Each of the records that follow needs an exact reproduction.

(Beginning of DATASET RECORDS)

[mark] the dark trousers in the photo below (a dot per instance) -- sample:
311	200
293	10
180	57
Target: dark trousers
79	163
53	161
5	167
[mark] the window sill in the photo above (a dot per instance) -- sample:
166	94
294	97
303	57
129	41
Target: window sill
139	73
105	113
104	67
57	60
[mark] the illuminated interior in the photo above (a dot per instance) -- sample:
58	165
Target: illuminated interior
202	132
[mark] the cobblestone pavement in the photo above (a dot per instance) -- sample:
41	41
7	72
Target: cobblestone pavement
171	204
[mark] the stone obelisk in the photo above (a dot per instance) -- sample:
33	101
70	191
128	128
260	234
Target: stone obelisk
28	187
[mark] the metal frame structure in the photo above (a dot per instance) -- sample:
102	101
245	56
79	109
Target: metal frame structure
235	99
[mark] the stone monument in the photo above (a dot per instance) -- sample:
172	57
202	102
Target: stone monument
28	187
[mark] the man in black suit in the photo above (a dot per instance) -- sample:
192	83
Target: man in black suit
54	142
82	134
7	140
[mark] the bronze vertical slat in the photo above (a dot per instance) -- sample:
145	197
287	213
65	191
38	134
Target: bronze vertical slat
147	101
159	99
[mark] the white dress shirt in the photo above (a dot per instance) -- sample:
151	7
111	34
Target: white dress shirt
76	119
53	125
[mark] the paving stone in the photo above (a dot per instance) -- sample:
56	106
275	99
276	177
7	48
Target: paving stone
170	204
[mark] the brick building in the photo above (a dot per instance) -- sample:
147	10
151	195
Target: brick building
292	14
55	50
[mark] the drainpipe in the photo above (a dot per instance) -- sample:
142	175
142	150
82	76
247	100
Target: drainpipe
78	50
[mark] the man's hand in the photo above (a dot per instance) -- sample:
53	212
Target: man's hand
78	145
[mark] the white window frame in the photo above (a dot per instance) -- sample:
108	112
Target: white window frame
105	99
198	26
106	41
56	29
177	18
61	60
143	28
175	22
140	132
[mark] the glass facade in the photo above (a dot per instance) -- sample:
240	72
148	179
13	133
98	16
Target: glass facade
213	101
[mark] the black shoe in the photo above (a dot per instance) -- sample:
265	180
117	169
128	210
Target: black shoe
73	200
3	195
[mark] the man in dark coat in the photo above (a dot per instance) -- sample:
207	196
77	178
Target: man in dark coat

(End of DATASET RECORDS)

- WRITTEN ANSWER
[mark] the dark trousers in the photo below (a dot per instance) -- sample:
311	200
293	10
180	57
Target: dark trousers
79	163
53	161
5	167
[mark] the window sill in the photo above (a dot per instance) -- sample:
166	94
294	97
303	57
129	41
Target: window sill
139	73
105	113
104	67
57	60
[mark] the illuminated interior in the photo above (a dot per instance) -- sample:
58	165
Target: illuminated interior
202	132
[mark] the cobblestone pavement in the photo above (a dot per instance) -- sample:
41	41
7	72
Target: cobblestone pavement
171	204
[mark] the stone obelisk in the photo above (a dot per instance) -- sample:
33	101
70	191
128	128
260	234
Target: stone obelisk
28	187
[mark] the metal frame structure in the photo above (a dot per instance) -- sample:
102	101
245	56
79	109
Target: metal frame structure
235	99
[mark] the stone monument in the photo above (a dot per instance) -- sample:
172	57
202	102
Target: stone monument
28	187
[mark] the man in black suit in the photo above (a dot per instance) -- sample:
192	83
Target: man in black suit
54	142
82	134
7	140
[mark] the bronze vertical slat in the photo above (a dot per instance) -- sample:
145	197
287	213
65	191
38	134
Target: bronze vertical slat
147	101
159	99
[mark] the white dress shirt in the photo above (a dot per instance) -- sample:
151	7
111	34
Target: white dress shirt
76	119
53	125
[mark] the paving stone in the photo above (a dot per instance) -- sample:
56	106
275	99
276	177
7	48
Target: paving stone
170	204
[mark] the brick building in the photo above (a dot per instance) -- sample:
147	10
151	195
Target: brick building
292	14
55	50
[mark] the drainpipe in the photo above (a dot per instance) -- sample:
142	175
142	150
82	76
247	100
Target: drainpipe
78	50
[mark] the man's hand in the photo above (a dot per instance) -- sample:
53	212
Target: man's hand
78	145
[mark] the white window frame in the photo above (a dot per instance) -- sample:
108	112
Target: white window frame
105	99
198	26
106	41
56	29
177	18
61	60
143	28
175	22
140	132
[mark] the glass facade in the photo above (a dot per instance) -- sample:
240	72
148	179
13	133
98	16
Target: glass facade
213	101
[mark] the black shoe in the photo above (a dot per instance) -- sample:
265	180
117	169
128	210
Target: black shoe
73	200
3	195
[mark] the man in dark coat in the photo above (a dot per instance) -- sample:
207	196
77	178
Target: man in dark coat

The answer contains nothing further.